-- Stored rows start --

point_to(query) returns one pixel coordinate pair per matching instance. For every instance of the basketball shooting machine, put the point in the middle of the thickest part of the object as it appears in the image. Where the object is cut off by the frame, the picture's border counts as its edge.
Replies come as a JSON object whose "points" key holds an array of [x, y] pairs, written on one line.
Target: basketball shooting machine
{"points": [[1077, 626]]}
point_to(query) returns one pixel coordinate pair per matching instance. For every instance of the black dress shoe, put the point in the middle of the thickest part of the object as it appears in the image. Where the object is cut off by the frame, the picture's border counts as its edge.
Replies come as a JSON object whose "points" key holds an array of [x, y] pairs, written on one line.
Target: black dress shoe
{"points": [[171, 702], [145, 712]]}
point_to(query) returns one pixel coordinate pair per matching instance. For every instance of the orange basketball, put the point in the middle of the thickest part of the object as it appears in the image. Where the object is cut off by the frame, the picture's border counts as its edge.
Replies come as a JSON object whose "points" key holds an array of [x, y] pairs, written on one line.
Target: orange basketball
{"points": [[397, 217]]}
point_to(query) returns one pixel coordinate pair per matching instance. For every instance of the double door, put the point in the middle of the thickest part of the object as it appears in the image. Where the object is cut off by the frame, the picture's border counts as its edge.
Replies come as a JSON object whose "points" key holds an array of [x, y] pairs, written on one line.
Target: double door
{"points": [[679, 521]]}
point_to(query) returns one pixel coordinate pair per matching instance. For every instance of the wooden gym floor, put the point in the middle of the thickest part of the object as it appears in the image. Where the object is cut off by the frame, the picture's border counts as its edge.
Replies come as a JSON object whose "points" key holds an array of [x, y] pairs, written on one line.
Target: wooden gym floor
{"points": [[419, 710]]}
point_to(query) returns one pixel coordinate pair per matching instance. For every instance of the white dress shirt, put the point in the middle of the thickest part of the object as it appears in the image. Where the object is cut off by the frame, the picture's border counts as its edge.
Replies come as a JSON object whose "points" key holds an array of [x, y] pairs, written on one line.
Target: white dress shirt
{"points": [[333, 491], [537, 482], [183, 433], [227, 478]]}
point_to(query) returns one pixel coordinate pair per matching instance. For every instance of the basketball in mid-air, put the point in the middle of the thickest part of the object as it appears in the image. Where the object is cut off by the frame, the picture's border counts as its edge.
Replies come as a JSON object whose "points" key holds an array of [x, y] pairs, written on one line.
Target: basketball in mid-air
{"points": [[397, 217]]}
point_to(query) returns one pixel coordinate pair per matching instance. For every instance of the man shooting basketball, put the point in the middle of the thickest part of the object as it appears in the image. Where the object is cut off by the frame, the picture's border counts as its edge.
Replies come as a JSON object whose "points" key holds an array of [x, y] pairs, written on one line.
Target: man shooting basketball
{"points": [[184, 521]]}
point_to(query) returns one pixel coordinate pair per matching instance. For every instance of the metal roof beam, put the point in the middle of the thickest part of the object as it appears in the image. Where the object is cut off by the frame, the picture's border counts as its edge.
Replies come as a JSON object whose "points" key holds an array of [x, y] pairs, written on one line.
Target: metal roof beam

-- Stored rows end --

* [Work to complete]: Copy out the records word for word, starting at the line containing "the man shooting" and continuing through the end of the records.

* [Written solution]:
point_to(query) returns one pixel coordinate pair per matching instance. For every instance of the man shooting basketball, put the point in the middle of the thickest part of the object as it appears in the image. Where the object is cut off by the frame, the picture's border counts as its edge.
Replies come as a JSON object whose "points" key holds an array of [x, y] pairs, written on one line.
Target: man shooting basketball
{"points": [[184, 521]]}
point_to(query) returns one pixel coordinate pair per matching instance. For every instance of the metal roof beam, put the point in the middle of the thickest part of the object as it appears in the image. Where the object is cut off by the frame, the picture's border counts as its edge.
Replies come as a JSON object whose "points" key holds an array of [x, y] pairs, written on one line.
Target: metal roof beam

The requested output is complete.